Without changing a single word, output each entry.
::::::
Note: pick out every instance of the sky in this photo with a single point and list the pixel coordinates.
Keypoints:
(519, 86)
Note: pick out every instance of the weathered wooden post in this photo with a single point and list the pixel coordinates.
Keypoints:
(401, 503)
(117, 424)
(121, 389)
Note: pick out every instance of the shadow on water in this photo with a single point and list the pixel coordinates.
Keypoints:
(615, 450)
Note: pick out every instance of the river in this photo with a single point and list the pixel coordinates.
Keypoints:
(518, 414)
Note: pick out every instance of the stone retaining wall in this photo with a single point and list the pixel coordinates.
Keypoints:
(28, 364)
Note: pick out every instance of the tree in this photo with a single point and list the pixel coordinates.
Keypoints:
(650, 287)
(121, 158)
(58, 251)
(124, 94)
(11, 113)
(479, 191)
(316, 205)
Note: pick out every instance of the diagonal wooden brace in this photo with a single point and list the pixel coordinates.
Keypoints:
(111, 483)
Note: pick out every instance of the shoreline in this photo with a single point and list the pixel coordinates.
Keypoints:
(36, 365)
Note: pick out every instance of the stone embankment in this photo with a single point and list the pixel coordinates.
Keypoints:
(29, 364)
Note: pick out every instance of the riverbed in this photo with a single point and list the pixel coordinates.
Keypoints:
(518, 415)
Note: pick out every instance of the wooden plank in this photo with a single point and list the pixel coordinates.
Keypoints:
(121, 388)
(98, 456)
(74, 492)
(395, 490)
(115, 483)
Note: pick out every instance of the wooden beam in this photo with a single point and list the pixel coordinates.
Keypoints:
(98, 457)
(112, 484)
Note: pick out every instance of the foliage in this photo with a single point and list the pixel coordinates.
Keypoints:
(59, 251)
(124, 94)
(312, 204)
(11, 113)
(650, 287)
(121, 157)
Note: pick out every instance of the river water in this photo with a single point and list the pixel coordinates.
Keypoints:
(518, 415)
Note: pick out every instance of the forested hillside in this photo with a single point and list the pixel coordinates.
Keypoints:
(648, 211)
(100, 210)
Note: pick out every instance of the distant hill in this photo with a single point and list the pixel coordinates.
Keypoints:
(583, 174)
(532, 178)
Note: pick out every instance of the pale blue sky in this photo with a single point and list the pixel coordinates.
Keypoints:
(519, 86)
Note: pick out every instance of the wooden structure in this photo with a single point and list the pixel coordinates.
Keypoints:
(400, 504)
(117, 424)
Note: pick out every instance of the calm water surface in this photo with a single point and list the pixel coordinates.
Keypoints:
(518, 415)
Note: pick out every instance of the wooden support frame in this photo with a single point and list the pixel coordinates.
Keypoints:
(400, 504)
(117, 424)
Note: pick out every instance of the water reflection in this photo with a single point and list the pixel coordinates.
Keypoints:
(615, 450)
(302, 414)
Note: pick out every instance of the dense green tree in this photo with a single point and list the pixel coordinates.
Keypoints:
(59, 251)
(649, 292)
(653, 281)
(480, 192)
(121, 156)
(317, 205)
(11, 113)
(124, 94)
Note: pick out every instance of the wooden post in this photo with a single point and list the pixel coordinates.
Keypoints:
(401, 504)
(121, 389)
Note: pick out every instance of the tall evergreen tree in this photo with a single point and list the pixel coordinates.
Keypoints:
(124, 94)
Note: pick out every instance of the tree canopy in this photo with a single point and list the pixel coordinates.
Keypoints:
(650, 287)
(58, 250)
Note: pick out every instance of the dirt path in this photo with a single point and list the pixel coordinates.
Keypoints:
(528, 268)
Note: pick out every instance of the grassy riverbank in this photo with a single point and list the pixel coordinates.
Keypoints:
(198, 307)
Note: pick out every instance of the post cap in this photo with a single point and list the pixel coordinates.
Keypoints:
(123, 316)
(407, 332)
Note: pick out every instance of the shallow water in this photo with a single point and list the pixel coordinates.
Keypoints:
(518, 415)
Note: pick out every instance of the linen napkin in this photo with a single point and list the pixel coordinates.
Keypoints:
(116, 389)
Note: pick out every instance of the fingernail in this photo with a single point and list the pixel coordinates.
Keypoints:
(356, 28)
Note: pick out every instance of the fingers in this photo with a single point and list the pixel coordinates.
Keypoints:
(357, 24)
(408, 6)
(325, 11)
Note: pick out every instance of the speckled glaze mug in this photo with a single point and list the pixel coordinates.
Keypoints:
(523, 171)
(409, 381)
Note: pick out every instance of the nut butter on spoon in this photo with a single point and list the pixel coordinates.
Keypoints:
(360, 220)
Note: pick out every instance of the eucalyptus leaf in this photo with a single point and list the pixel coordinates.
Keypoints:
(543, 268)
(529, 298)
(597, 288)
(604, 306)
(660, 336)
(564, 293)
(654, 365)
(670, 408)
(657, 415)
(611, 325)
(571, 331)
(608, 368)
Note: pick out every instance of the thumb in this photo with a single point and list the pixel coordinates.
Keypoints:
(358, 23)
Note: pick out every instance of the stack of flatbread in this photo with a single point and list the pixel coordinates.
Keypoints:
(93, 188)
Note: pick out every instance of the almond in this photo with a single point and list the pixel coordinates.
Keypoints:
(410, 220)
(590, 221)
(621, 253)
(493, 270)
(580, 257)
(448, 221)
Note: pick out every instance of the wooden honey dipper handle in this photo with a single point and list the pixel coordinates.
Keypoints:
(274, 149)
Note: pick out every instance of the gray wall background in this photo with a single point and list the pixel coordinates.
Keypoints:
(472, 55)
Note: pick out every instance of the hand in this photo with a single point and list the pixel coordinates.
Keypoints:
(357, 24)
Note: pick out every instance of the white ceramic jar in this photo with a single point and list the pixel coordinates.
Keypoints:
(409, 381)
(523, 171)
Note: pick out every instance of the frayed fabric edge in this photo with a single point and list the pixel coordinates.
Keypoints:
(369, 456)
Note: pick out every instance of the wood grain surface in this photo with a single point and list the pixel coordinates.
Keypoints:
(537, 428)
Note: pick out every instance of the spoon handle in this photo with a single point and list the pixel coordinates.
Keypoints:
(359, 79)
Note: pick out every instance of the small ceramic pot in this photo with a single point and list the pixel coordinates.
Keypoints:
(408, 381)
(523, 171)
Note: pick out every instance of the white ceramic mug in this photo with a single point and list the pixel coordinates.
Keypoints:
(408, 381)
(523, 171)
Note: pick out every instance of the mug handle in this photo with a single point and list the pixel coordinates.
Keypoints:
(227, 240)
::::::
SOLUTION FOR THIS EXERCISE -
Note: pick out every instance of the sky in this photo with a single point and list the pixel coordinates.
Keypoints:
(519, 86)
Note: pick out every instance of the weathered wooden post in this photo with a single point and list the pixel coordinates.
Keypoints:
(401, 503)
(117, 424)
(121, 389)
Note: pick out every instance of the shadow on water in this photo with a single point and list the pixel coordinates.
Keypoints:
(615, 450)
Note: pick out every instance of the river in this photo with a single point and list the pixel coordinates.
Keypoints:
(518, 414)
Note: pick out every instance of the stone retaining wall in this photo with a single point and list the pixel coordinates.
Keypoints:
(28, 364)
Note: pick out every instance of the tree in this photo with a single point and list the pixel coordinates.
Keypoints:
(650, 287)
(121, 158)
(58, 251)
(124, 94)
(11, 113)
(479, 191)
(316, 205)
Note: pick out every instance of the diagonal wooden brace in this photo with a single point and list the pixel coordinates.
Keypoints:
(111, 483)
Note: pick out every instance of the shoreline in this photo with a single point and list the pixel coordinates.
Keypoints:
(36, 365)
Note: pick out every instance of the stone embankment in this photo with a single point and list the pixel coordinates.
Keypoints:
(29, 364)
Note: pick out every instance of the riverbed in this photo with a single point and list the pixel coordinates.
Keypoints:
(518, 415)
Note: pick out every instance of the wooden plank in this photo with a single point and list the pixel coordinates.
Keypoints:
(121, 388)
(98, 456)
(74, 492)
(395, 490)
(115, 483)
Note: pick out every instance of the wooden beam in this photo with a single point and list the pixel coordinates.
Keypoints:
(98, 457)
(112, 484)
Note: pick out every instance of the foliage in this photo with a single point and list the pixel coordinates.
Keypoints:
(59, 251)
(124, 94)
(312, 204)
(11, 113)
(650, 287)
(121, 157)
Note: pick out every instance of the river water in this photo with a single point and list the pixel coordinates.
Keypoints:
(518, 415)
Note: pick out every instance of the forested hillside in this photo with a single point and list the pixel coordinates.
Keypoints:
(648, 211)
(100, 210)
Note: pick out every instance of the distant hill in this photo with a single point and list the pixel coordinates.
Keypoints:
(583, 174)
(532, 178)
Note: pick out every instance of the pale blue sky in this photo with a single point and list the pixel coordinates.
Keypoints:
(519, 86)
Note: pick out every instance of the wooden structure in this photo with a single point and list the pixel coordinates.
Keypoints:
(400, 504)
(117, 424)
Note: pick out every instance of the calm water surface in this photo with a single point and list the pixel coordinates.
Keypoints:
(518, 415)
Note: pick out every instance of the wooden support frame in this photo with a single point and list the pixel coordinates.
Keypoints:
(400, 504)
(117, 424)
Note: pick out every instance of the water reflection in this photo with a single point and list the pixel coordinates.
Keypoints:
(615, 450)
(302, 414)
Note: pick out every instance of the dense green tree in this photo with a single point and list the pixel coordinates.
Keypoints:
(59, 251)
(649, 292)
(653, 281)
(480, 192)
(121, 156)
(317, 205)
(11, 113)
(124, 94)
Note: pick out every instance of the wooden post in this photo with a single point and list the pixel coordinates.
Keypoints:
(401, 504)
(121, 389)
Note: pick out every instance of the tall evergreen tree in this photo with a single point and list the pixel coordinates.
Keypoints:
(124, 94)
Note: pick out every instance of the tree canopy in this photo with a single point and list the pixel coordinates.
Keypoints:
(650, 287)
(58, 250)
Note: pick out every instance of the dirt path in this photo with a single point and list the pixel coordinates.
Keypoints:
(528, 268)
Note: pick out every instance of the grassy riverbank in this photo with a single point and list the pixel coordinates.
Keypoints:
(198, 307)
Note: pick out every instance of the post cap in this photo with a single point and list the pixel coordinates.
Keypoints:
(123, 316)
(407, 332)
Note: pick out every instance of the shallow water in this photo with a single point and list the pixel coordinates.
Keypoints:
(518, 415)
Note: pick out every instance of the linen napkin in this photo with a single point and list the pixel coordinates.
Keypoints:
(116, 389)
Note: pick out every instance of the fingernail in this photo with a single point and list the pixel coordinates.
Keypoints:
(356, 28)
Note: pick out every instance of the fingers in this photo with a single point and list the pixel coordinates.
Keypoints:
(357, 24)
(408, 6)
(325, 11)
Note: pick out every instance of the speckled glaze mug in this photo with a single point and list the pixel coordinates.
Keypoints:
(523, 171)
(409, 381)
Note: pick out every instance of the nut butter on spoon in this photo with a single point and list the pixel coordinates.
Keypoints:
(360, 220)
Note: pick out every instance of the eucalyptus leaf in this photo with a single point and list the pixel coordinates.
Keypoints:
(543, 268)
(529, 298)
(597, 288)
(604, 306)
(660, 336)
(564, 293)
(654, 365)
(670, 408)
(657, 415)
(611, 325)
(571, 331)
(608, 368)
Note: pick out every instance of the thumb in this photo with a single point and list the pixel coordinates.
Keypoints:
(358, 23)
Note: pick out every instance of the stack of flatbread in this photo with a single point and list the pixel coordinates.
Keypoints:
(93, 188)
Note: pick out every instance of the almond in this photo with a single point and list the pixel coordinates.
Keypoints:
(410, 220)
(590, 221)
(621, 253)
(493, 270)
(580, 257)
(448, 221)
Note: pick out every instance of the wooden honey dipper handle in this photo with a single point and list the pixel coordinates.
Keypoints:
(274, 149)
Note: pick out every instance of the gray wall background in this photo with a single point and list the pixel coordinates.
Keypoints:
(472, 55)
Note: pick out every instance of the hand in this photo with a single point and list the pixel coordinates.
Keypoints:
(357, 24)
Note: pick out every instance of the white ceramic jar in this photo with a single point and list the pixel coordinates.
Keypoints:
(409, 381)
(523, 171)
Note: pick out every instance of the frayed fabric edge in this photo with a single point and list the pixel coordinates.
Keypoints:
(369, 456)
Note: pick out every instance of the wood grain surface in this photo with a single point and list the pixel coordinates.
Keypoints:
(537, 428)
Note: pick out every instance of the spoon handle in this photo with a single point and list the pixel coordinates.
Keypoints:
(359, 79)
Note: pick out every instance of the small ceramic pot in this photo with a single point and list the pixel coordinates.
Keypoints:
(408, 381)
(523, 171)
Note: pick out every instance of the white ceramic mug in this photo with a single point and list the pixel coordinates.
Keypoints:
(408, 381)
(523, 171)
Note: pick out every instance of the mug handle in this photo with a single point and list the pixel coordinates.
Keypoints:
(227, 240)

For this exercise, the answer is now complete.